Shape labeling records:
↓↓↓
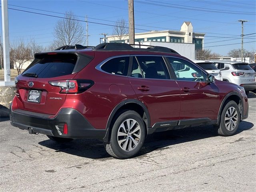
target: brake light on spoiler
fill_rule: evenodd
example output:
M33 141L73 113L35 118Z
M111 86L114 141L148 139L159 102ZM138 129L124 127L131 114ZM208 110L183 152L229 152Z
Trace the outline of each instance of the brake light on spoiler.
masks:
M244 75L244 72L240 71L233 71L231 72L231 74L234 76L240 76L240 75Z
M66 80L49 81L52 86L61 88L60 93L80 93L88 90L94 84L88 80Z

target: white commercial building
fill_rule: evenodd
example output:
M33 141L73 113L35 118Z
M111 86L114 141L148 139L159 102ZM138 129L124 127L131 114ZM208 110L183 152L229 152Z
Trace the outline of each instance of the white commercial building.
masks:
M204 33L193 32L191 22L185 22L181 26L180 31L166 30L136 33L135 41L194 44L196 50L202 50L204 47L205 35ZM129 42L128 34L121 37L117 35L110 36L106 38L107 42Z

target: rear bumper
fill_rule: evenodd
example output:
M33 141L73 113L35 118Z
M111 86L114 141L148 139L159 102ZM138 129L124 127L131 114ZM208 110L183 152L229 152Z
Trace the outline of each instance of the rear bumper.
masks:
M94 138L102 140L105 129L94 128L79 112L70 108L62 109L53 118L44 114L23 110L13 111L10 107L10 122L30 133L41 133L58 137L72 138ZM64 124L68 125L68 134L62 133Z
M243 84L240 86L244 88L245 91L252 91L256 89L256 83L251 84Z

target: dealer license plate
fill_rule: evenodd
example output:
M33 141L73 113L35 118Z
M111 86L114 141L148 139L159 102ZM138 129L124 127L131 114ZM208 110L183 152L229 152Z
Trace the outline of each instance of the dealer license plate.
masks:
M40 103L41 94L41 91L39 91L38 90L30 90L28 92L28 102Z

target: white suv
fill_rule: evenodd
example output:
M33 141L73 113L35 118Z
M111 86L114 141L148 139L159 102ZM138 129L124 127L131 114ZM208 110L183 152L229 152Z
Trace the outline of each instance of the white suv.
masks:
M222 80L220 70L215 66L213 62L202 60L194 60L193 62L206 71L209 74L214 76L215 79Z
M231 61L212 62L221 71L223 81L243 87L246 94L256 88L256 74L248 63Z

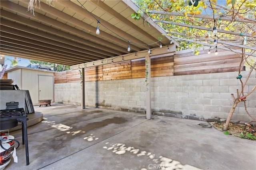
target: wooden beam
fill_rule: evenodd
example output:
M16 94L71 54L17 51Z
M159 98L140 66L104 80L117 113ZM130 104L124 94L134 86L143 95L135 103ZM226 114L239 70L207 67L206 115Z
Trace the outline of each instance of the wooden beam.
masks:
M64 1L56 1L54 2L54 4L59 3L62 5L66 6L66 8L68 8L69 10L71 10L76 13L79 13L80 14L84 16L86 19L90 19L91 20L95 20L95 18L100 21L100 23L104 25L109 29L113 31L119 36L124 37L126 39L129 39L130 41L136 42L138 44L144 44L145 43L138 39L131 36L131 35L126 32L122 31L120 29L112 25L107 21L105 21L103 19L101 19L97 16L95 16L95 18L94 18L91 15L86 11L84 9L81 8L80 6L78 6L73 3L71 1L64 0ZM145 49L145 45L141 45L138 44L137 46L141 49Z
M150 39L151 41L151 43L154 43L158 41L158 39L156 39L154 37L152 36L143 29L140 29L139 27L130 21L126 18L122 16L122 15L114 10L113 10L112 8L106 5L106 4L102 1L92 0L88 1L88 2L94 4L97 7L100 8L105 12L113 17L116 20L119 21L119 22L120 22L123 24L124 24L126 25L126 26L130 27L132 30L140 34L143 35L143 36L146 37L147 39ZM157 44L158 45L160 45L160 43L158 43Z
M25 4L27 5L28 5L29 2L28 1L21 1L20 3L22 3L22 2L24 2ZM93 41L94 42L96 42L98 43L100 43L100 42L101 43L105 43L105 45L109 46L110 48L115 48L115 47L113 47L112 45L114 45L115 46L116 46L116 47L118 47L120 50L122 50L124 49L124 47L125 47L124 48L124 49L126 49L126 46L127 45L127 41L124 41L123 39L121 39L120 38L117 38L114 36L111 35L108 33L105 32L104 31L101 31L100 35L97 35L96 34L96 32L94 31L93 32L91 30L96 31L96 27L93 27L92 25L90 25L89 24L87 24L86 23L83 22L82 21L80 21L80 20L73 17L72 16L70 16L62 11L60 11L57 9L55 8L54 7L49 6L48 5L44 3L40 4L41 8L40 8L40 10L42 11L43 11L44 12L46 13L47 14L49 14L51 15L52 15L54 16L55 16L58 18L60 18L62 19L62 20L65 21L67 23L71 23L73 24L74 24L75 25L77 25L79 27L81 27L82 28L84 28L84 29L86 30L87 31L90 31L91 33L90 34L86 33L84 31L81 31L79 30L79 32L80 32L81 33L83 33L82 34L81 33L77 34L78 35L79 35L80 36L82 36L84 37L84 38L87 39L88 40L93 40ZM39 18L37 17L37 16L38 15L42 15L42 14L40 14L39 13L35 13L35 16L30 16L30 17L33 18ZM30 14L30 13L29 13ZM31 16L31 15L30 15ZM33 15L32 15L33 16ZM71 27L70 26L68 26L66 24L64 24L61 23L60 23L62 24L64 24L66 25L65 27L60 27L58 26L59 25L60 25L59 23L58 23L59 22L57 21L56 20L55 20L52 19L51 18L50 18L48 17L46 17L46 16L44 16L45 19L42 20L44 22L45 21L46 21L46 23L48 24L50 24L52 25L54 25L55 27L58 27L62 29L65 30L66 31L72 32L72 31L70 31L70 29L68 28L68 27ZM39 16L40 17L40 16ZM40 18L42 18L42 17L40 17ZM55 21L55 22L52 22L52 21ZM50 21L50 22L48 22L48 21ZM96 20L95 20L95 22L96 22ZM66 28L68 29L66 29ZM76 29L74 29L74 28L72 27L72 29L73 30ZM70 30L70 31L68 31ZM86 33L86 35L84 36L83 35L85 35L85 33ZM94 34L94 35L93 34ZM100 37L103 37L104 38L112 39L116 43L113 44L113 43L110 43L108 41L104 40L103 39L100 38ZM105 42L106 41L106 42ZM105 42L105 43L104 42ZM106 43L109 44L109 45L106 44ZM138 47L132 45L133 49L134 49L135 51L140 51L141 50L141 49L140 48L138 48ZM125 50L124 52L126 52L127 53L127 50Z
↑↑↑
*What the exercise asks*. Reproduce the entries from their start through the line containing "M204 33L193 32L191", with both ends included. Leave the pictures out of your answer.

*Correct output*.
target: brake light on spoiler
fill_rule: evenodd
example output:
M33 141L73 113L35 118Z
M111 86L114 141L148 139L159 102ZM138 129L124 127L131 114ZM208 110L183 152L229 152Z
Trace the outline of each instance of the brake light on spoiler.
masks:
M244 75L244 72L240 71L233 71L231 72L231 74L234 76L240 76L240 75Z
M66 80L49 81L52 86L61 88L60 93L80 93L88 90L94 84L88 80Z

target: white commercial building
fill_rule: evenodd
example output:
M33 141L73 113L35 118Z
M111 86L114 141L148 139L159 102ZM138 129L124 127L131 114ZM208 110L183 152L229 152Z
Trace the outline of each instance of the white commercial building.
masks:
M204 33L193 32L191 22L185 22L181 26L180 31L166 30L136 33L135 41L194 44L196 50L202 50L204 47L205 35ZM129 42L128 34L121 37L117 35L110 36L106 38L107 42Z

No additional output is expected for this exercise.